*** DATA FOR PROCESSING ***
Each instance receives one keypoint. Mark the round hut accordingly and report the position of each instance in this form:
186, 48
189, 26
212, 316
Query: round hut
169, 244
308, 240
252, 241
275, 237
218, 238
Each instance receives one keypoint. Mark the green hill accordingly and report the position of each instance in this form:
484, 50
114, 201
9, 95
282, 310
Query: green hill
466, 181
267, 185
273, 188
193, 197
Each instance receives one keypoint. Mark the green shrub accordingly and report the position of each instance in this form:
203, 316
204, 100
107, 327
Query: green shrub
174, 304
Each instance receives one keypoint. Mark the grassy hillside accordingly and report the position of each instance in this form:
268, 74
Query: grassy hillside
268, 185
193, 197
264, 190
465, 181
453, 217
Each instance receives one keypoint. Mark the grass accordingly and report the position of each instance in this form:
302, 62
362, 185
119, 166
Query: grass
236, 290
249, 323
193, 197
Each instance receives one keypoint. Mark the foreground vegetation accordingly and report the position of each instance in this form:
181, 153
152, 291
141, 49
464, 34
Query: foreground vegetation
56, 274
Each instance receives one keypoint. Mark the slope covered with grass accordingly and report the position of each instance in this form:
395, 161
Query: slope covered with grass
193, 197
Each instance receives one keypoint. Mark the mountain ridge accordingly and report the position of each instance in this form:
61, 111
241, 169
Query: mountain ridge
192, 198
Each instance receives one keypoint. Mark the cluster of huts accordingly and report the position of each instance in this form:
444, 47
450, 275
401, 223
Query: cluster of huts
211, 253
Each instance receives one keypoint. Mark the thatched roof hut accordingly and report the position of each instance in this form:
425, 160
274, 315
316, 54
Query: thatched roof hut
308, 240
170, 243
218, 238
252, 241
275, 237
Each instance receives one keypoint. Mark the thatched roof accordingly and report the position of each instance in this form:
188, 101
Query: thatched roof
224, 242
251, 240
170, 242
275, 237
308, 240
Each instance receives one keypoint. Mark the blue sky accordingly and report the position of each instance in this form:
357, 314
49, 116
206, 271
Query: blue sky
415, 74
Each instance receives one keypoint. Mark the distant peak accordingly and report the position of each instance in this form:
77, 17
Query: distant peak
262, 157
*** End of DATA FOR PROCESSING ***
* PROBLEM STATEMENT *
No line may be skipped. Transcribe the listing above exactly.

* OUTPUT FOR THIS EXERCISE *
Each instance receives one keypoint. Mark the round hut accordingly and report the position of each instance in this form:
186, 48
189, 26
212, 316
Query: round hut
169, 244
308, 240
252, 241
275, 237
218, 238
Each instance receives one keypoint. Mark the green hill accordingly and report the position of each instance in this form:
484, 50
114, 201
9, 95
282, 310
Query: green hill
466, 181
267, 185
273, 188
193, 197
Each instance receives one keypoint. Mark the green shrub accordingly and report the position of each instance in this form:
203, 316
204, 100
107, 327
Query: green shrub
174, 304
Each instance receives one keypoint. Mark the grassy hillside accordingly and report the position of each instance in this form:
268, 74
Query: grassy hillside
268, 185
193, 197
264, 190
465, 181
453, 217
Each instance receives one keypoint. Mark the grass accordingly and report the position of each instance in this form:
302, 62
362, 185
119, 166
Query: grass
236, 290
249, 323
193, 197
Each instance receives one keypoint. Mark the foreground vegetation accordingly and report the position of each instance in this form:
181, 153
152, 291
141, 49
464, 34
Query: foreground vegetation
56, 274
Each instance receives one keypoint. Mark the slope covered with grass accordingly and report the position of each instance in this form:
395, 161
Query: slope covered with grass
193, 197
Each instance receives one keypoint. Mark the mountain ridge accordingly and report the position of each instance in this form:
61, 111
241, 169
Query: mountain ridge
192, 198
Each instance receives one keypoint. Mark the cluster of huts accordingly and report the position of each instance in this form:
444, 47
450, 275
401, 223
Query: cluster of huts
211, 253
Each instance receives one keypoint. Mark the thatched roof hut accordingly and report the position of each instance in this form:
425, 160
274, 315
316, 54
Query: thatched roof hut
308, 240
170, 243
218, 238
252, 241
275, 237
Each instance receives one keypoint. Mark the thatched roof accordingly and report the position of each instance in this form:
188, 101
Query: thatched roof
224, 242
251, 240
170, 242
275, 237
308, 240
Each instance receives one keypoint. Mark the blue sky accordingly and report the position of each instance in this form:
357, 314
49, 116
206, 271
Query: blue sky
415, 74
Each instance receives one keypoint. Mark the distant peak accordingly and report the position of each instance in this form:
77, 17
Query: distant peak
262, 157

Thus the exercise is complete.